- [Excerpts of location labeling data]
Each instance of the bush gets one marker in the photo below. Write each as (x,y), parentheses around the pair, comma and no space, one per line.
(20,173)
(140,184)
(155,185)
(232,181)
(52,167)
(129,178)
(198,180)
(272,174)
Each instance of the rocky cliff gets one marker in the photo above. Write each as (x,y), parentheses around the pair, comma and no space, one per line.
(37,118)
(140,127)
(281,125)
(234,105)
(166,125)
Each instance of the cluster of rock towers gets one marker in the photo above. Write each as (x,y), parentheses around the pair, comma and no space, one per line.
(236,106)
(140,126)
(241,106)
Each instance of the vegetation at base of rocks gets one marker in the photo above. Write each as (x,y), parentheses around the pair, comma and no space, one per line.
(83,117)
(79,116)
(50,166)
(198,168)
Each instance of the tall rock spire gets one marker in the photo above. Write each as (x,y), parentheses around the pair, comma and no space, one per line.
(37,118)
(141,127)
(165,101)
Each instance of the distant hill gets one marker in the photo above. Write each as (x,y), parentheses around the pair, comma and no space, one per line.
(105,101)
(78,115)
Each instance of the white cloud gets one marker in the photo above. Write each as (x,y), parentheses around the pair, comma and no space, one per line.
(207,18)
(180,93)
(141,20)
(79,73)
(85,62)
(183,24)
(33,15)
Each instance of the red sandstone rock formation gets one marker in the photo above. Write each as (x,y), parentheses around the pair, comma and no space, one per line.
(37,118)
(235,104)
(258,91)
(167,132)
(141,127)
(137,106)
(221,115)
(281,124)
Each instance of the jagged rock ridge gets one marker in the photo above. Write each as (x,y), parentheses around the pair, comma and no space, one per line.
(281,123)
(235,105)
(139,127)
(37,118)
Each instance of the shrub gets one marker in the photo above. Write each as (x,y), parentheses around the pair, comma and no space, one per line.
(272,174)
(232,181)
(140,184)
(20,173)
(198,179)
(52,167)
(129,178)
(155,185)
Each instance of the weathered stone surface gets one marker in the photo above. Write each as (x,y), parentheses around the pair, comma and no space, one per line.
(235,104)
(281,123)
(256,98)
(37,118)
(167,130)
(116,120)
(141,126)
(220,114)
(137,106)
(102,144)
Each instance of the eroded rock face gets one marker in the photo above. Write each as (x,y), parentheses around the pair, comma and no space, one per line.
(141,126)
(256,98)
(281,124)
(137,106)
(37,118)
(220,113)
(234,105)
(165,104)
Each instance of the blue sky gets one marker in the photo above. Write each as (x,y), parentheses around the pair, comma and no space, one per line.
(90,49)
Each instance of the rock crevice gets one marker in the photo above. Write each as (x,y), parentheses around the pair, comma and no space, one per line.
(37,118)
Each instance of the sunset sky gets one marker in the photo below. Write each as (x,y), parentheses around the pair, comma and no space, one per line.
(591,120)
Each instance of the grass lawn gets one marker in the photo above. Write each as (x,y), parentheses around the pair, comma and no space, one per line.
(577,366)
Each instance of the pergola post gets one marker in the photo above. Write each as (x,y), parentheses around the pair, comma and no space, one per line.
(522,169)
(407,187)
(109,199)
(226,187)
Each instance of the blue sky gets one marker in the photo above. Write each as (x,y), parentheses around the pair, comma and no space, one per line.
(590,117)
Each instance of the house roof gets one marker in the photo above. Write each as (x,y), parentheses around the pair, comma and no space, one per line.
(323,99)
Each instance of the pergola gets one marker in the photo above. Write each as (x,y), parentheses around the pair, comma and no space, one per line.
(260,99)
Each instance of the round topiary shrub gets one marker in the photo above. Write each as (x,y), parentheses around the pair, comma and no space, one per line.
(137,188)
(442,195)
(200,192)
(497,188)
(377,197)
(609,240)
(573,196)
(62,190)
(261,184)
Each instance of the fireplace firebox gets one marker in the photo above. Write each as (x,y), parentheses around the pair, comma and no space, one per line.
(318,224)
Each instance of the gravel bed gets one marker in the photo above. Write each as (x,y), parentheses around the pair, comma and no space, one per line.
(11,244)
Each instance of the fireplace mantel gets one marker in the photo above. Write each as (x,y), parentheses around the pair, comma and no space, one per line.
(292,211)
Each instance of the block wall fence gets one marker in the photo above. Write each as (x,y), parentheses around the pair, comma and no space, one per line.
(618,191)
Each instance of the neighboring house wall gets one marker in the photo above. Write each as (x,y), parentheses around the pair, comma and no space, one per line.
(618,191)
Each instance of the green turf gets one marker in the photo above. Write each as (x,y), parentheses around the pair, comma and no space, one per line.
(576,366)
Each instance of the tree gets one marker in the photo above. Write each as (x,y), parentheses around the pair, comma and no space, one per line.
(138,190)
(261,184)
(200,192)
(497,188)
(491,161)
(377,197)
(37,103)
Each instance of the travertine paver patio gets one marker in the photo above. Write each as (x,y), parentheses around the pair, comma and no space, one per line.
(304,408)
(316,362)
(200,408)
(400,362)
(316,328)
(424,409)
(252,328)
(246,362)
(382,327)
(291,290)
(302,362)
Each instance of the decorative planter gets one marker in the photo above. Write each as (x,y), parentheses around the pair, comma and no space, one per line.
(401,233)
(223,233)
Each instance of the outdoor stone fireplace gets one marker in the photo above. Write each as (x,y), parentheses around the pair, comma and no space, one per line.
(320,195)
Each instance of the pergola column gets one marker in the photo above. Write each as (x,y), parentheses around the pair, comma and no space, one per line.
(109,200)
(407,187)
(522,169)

- [PROBLEM REQUIREMENTS] Return all of the rows above verbatim, with every line in its original order and nothing left out.

- [TASK OUTPUT]
Each instance of the bush gets one marker in the photo below. Write each as (x,y), parentheses around the pair, comma and no space, one per line.
(20,173)
(140,184)
(155,185)
(232,181)
(52,167)
(129,178)
(198,180)
(272,174)
Each instance of the rocky cliff gets one marker in the photo above. Write each as (x,y), parentheses around the pair, comma and no space, one per line.
(37,118)
(140,127)
(281,125)
(234,105)
(166,125)
Each instance of the cluster of rock towers gets one marker in the photo above. Write each as (x,y), parentheses around the pair, comma and no space, one per line.
(236,106)
(140,126)
(241,106)
Each instance of the vegetation at base of rocks gets one marker in the photo above. Write each as (x,y), parentheses around the pair, comma and no space, one per line.
(83,117)
(79,116)
(50,166)
(198,168)
Each instance of the tall rock spire gets one marker in the photo above. Write each as (x,y), parentheses around the pair, comma and no space, one per line.
(37,118)
(141,127)
(165,101)
Each instance of the distant hill gets one marker in the photo above. Write each as (x,y), parentheses around the pair, comma and no space, one per line.
(105,101)
(78,115)
Each instance of the white cloud gets one marker in the photo above. Write each as (x,y), parentheses around the pair, comma and no space, one per line.
(207,18)
(180,93)
(141,20)
(79,73)
(85,62)
(183,24)
(33,15)
Each instance of the red sandstone rock formation gets one marker in the photo above. Write each as (x,y), parentheses around the pair, comma and no space, one per line.
(37,118)
(235,104)
(258,91)
(167,132)
(141,127)
(137,106)
(221,115)
(281,124)
Each instance of the jagged rock ridge gets one marker in the photo above. Write each as (x,y), parentheses around the pair, comma and no space, one per line.
(281,123)
(235,105)
(139,127)
(37,118)
Each instance of the shrub gets one marker in the photo above. Write each as (x,y), parentheses around the pair, comma and no space, one per line.
(272,174)
(232,181)
(140,184)
(20,173)
(198,179)
(52,167)
(129,178)
(155,185)
Each instance of the weathered stone surface gets one marker in the photo above. Write each as (x,y), parentheses around the pair, comma and no space, one per line.
(235,104)
(281,123)
(256,98)
(37,118)
(167,130)
(116,120)
(141,126)
(220,114)
(137,106)
(102,144)
Each instance of the eroded rock face gets one marker in the photo above. Write each as (x,y), parentheses around the pair, comma and no space, one per line.
(141,126)
(256,98)
(281,124)
(137,106)
(37,118)
(220,113)
(234,105)
(165,104)
Each instance of the blue sky gets one marker in the photo above. Write each as (x,y), parentheses around the pair, comma and no space, one per line.
(90,49)
Each instance of the rock crevice gets one marker in the photo above. Write each as (x,y), parentheses around the pair, comma and no space, one per line.
(37,118)
Each instance of the sunset sky gets one marker in the photo below. Write each as (x,y), parentheses around the pair, comma and no space, one per line.
(591,120)
Each instance of the grass lawn gets one marker in the photo above. Write each as (x,y), parentheses around the pair, comma and no space, one per line.
(577,366)
Each instance of the pergola post gets one marker in the photo above. Write each as (x,y), parentheses around the pair, comma and no space, one per line.
(522,169)
(407,187)
(109,199)
(226,187)
Each instance of the blue sky gets one marker in the photo above. Write each as (x,y), parentheses around the pair, comma and no space, one per line.
(590,117)
Each instance of the house roof gets one marker in the photo above. Write each as (x,y), parentheses around the pair, comma and no space, one per line.
(323,99)
Each instance of the pergola gets one marker in the photo above. Write each as (x,y), parentheses around the pair, comma and no space, one per line.
(260,99)
Each instance of the round topiary shrub gets one marker in the photo above. Write each as (x,y), parentheses around the pair, comma and no space, one per line.
(137,188)
(442,195)
(200,192)
(497,188)
(377,197)
(609,240)
(573,196)
(62,190)
(261,184)
Each instance of the fireplace firebox gets one marker in the photo above. Write each as (x,y), parentheses around the pair, comma and no space, one per line.
(318,224)
Each instance of the gravel bed gets one marker in the photo above. Write each as (x,y), parentheses around the pair, comma and no space, one per line.
(11,244)
Each instance of the fireplace mantel gets one marker in the photo above. Write each as (x,y), parentheses around the pair, comma and no space, one per line.
(292,211)
Each instance of the block wall fence gets one marker in the photo above. Write each as (x,y), parentheses around the pair, comma and no space, one per line.
(618,191)
Each instance of the neighboring house wall gets one marker in the photo above. Write each as (x,y), parentheses around the pair, comma and no space, one per line.
(618,191)
Each instance of the green turf gets one marker in the photo above. Write each as (x,y), parentheses around the pair, comma and no space, one per line.
(576,366)
Each instance of the tree gets one marker in the photo above. Write each as (x,y), parentheses around the pair, comma and no space, one per line.
(138,190)
(261,184)
(200,192)
(497,188)
(491,161)
(377,197)
(37,103)
Each instance of the travertine paver patio gets one marker in the photo above. Write each as (x,y), parentheses around the pair, comma and no space, one per line.
(304,408)
(316,362)
(200,408)
(400,362)
(316,328)
(424,409)
(252,328)
(246,362)
(382,327)
(291,290)
(302,362)
Each instance of the decorative planter gets one marker in the photo above. Write each as (x,y), parentheses around the pair, comma and no space, one per line.
(401,233)
(223,233)
Each instance of the outdoor stone fireplace gets one marker in the photo above. Write each as (x,y), parentheses around the pair, comma and no space, one per line.
(320,195)
Each instance of the pergola column gets one marker in the photo above. Write each as (x,y), parentheses around the pair, comma and no space, one per line.
(109,200)
(407,187)
(522,169)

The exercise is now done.